JOB:
Copy out the entries below word for word, starting with the line that contains "Indicate one point per instance of the green floral" and continuing through the end of the entries.

[Entries for identifying locations]
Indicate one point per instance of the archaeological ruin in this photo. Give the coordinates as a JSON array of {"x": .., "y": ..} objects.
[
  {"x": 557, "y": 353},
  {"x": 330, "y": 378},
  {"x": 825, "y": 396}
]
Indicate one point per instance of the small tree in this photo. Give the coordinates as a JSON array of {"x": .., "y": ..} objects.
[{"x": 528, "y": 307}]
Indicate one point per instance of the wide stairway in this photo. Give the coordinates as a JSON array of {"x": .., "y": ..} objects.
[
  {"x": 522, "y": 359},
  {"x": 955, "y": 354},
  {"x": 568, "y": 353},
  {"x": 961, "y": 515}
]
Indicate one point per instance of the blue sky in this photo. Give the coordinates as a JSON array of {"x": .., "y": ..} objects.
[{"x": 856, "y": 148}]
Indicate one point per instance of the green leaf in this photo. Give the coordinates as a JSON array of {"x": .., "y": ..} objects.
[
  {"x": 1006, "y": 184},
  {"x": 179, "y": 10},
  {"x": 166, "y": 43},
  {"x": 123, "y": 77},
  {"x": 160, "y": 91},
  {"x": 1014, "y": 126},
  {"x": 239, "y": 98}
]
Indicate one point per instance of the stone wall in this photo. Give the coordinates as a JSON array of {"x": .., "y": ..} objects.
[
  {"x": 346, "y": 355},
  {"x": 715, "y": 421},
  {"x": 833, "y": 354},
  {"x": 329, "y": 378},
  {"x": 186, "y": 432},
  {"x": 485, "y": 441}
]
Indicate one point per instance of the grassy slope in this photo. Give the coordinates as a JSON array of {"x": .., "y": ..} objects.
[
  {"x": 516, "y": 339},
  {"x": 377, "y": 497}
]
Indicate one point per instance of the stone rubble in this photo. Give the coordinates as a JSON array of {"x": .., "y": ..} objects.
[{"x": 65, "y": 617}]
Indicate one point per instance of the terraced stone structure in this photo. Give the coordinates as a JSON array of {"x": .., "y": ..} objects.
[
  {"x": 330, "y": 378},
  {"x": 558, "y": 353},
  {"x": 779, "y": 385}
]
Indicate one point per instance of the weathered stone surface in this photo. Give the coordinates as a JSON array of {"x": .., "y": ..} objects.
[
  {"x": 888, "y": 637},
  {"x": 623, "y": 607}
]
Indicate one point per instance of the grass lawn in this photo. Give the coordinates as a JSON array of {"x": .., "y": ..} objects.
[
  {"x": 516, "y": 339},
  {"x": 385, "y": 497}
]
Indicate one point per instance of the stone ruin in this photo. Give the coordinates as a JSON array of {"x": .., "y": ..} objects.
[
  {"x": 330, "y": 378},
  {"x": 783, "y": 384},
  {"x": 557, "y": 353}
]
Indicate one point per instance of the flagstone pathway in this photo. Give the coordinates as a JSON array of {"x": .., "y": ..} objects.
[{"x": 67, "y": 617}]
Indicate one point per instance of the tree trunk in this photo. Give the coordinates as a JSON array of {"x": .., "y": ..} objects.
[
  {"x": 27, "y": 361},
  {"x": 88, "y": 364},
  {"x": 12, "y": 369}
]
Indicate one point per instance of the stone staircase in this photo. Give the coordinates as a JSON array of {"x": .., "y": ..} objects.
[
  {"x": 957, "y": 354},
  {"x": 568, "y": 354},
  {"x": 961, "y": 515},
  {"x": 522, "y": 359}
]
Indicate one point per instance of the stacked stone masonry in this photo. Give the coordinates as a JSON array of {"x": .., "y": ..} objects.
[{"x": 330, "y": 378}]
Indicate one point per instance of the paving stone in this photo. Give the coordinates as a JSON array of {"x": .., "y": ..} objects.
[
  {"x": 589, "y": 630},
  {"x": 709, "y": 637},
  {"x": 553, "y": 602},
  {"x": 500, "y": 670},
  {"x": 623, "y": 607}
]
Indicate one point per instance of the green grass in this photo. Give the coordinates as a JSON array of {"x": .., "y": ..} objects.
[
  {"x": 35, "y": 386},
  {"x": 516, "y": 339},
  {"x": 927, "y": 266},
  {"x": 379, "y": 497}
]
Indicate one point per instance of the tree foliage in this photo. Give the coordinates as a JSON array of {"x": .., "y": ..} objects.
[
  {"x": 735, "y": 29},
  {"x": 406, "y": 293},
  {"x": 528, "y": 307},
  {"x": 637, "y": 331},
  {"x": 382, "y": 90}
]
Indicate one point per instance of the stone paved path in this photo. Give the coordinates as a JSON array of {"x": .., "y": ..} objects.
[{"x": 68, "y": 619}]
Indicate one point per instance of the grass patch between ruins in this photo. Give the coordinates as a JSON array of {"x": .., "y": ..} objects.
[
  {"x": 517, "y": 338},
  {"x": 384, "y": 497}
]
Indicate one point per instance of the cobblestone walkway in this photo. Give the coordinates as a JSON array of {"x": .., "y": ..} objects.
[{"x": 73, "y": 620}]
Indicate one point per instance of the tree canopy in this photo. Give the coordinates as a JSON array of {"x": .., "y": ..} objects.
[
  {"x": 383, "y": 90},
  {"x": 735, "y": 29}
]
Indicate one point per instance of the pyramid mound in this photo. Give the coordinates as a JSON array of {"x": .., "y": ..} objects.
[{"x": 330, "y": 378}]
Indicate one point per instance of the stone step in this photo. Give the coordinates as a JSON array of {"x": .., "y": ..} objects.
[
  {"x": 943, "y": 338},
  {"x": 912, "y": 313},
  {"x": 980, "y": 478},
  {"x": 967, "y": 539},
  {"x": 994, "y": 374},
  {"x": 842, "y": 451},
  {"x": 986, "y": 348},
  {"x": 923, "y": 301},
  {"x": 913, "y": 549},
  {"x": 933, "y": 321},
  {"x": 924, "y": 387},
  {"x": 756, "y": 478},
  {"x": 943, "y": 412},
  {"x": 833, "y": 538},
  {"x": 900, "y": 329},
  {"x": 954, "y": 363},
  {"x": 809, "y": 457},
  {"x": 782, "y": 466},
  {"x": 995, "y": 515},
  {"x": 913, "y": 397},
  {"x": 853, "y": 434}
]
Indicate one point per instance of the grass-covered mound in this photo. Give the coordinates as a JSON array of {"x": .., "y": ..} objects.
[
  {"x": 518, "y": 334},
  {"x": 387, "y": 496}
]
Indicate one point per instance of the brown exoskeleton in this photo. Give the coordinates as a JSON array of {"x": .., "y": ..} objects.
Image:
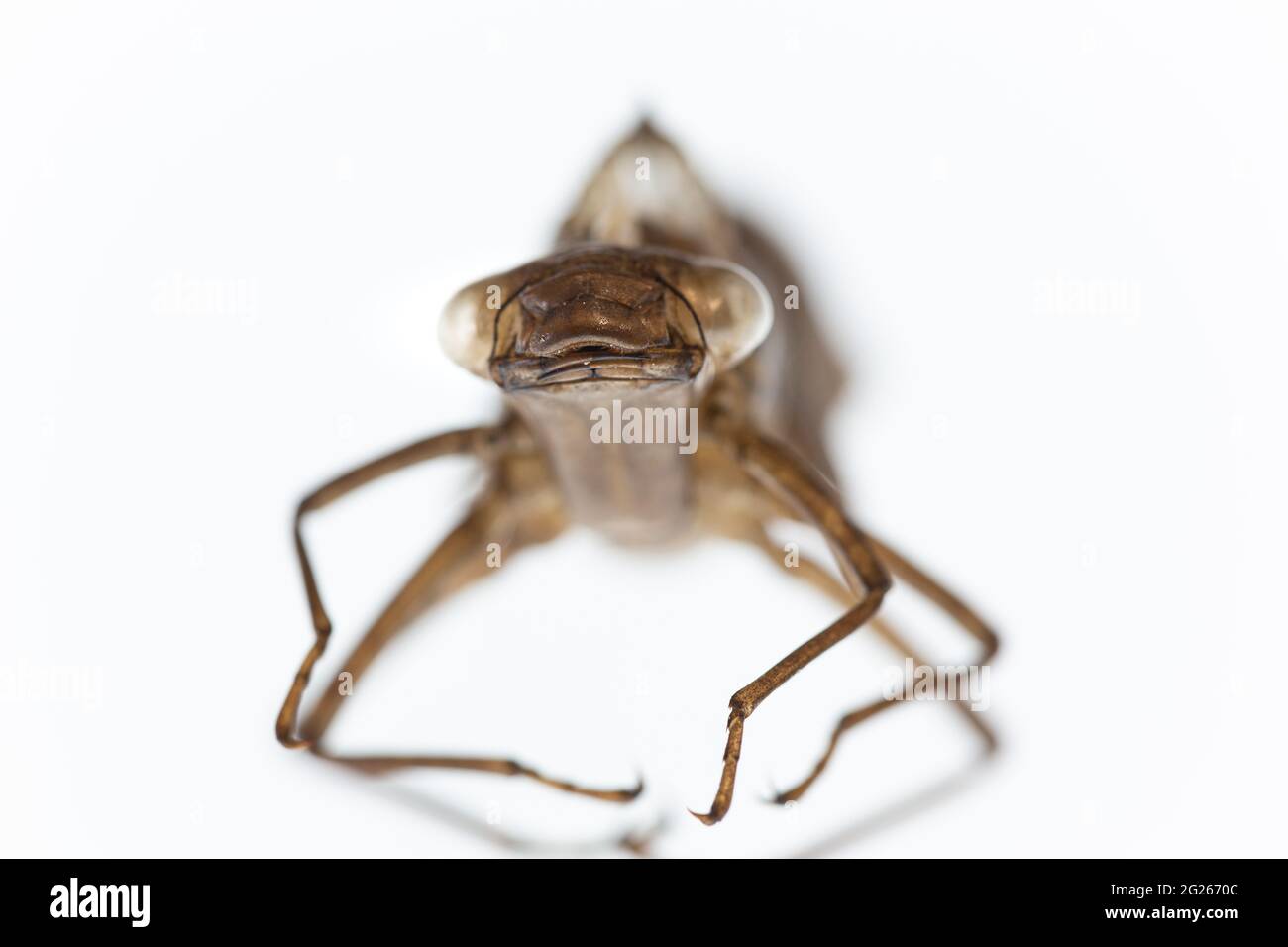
[{"x": 655, "y": 299}]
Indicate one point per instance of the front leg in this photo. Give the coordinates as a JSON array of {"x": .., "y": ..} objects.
[{"x": 794, "y": 482}]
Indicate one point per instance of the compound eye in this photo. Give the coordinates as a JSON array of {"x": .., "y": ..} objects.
[
  {"x": 732, "y": 305},
  {"x": 468, "y": 324}
]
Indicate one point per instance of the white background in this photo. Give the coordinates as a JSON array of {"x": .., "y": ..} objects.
[{"x": 1050, "y": 240}]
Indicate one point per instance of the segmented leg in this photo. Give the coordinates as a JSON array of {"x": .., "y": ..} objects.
[
  {"x": 818, "y": 577},
  {"x": 514, "y": 517},
  {"x": 791, "y": 479}
]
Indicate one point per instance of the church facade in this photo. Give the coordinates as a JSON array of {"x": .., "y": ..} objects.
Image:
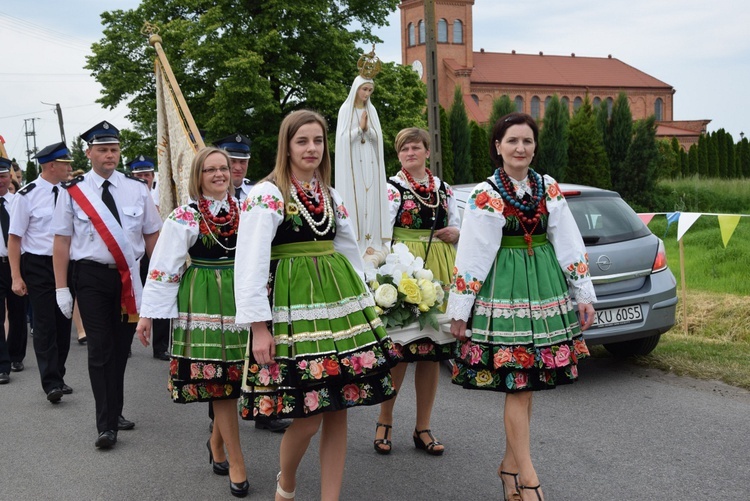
[{"x": 530, "y": 80}]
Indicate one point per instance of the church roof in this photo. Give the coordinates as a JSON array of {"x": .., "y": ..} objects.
[{"x": 559, "y": 71}]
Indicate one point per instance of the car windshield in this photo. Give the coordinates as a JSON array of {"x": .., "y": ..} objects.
[{"x": 605, "y": 220}]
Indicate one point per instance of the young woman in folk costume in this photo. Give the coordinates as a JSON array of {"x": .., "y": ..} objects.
[{"x": 317, "y": 345}]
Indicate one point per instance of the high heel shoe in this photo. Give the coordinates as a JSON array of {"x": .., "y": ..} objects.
[
  {"x": 535, "y": 489},
  {"x": 429, "y": 448},
  {"x": 239, "y": 490},
  {"x": 219, "y": 468},
  {"x": 281, "y": 492},
  {"x": 515, "y": 494},
  {"x": 385, "y": 441}
]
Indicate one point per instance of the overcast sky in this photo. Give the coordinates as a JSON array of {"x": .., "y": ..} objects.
[{"x": 700, "y": 48}]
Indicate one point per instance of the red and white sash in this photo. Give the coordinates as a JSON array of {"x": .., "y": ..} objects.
[{"x": 116, "y": 241}]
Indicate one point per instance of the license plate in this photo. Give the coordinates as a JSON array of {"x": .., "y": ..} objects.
[{"x": 618, "y": 316}]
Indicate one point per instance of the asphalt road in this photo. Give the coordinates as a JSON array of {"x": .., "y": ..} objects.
[{"x": 621, "y": 433}]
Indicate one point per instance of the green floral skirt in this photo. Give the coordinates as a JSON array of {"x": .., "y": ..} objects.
[
  {"x": 332, "y": 351},
  {"x": 208, "y": 348},
  {"x": 440, "y": 262},
  {"x": 525, "y": 332}
]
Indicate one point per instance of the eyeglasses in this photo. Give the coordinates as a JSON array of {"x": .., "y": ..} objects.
[{"x": 214, "y": 170}]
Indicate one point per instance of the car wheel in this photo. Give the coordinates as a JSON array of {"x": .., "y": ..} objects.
[{"x": 641, "y": 347}]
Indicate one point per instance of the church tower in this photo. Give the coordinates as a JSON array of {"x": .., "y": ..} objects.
[{"x": 455, "y": 59}]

TASK ANSWER:
Indicate one point per instance of the green floral skirt in this photo. Give the coordinates as a JSON array of {"x": .., "y": ..} objects.
[
  {"x": 332, "y": 351},
  {"x": 208, "y": 348},
  {"x": 440, "y": 262},
  {"x": 525, "y": 332}
]
Indicate one point per instance of the eyeglasses in this photo. Give the coordinates as a JSON array of {"x": .., "y": ..} objects.
[{"x": 214, "y": 170}]
Indicate one point per instance of the car wheel in this photo. Give the coordinates as a JSON array of {"x": .., "y": ..} objects.
[{"x": 641, "y": 347}]
Indicate one point per instance of the church tower in this photo. Give the coordinates as a JSON array of {"x": .., "y": ..} objects.
[{"x": 455, "y": 59}]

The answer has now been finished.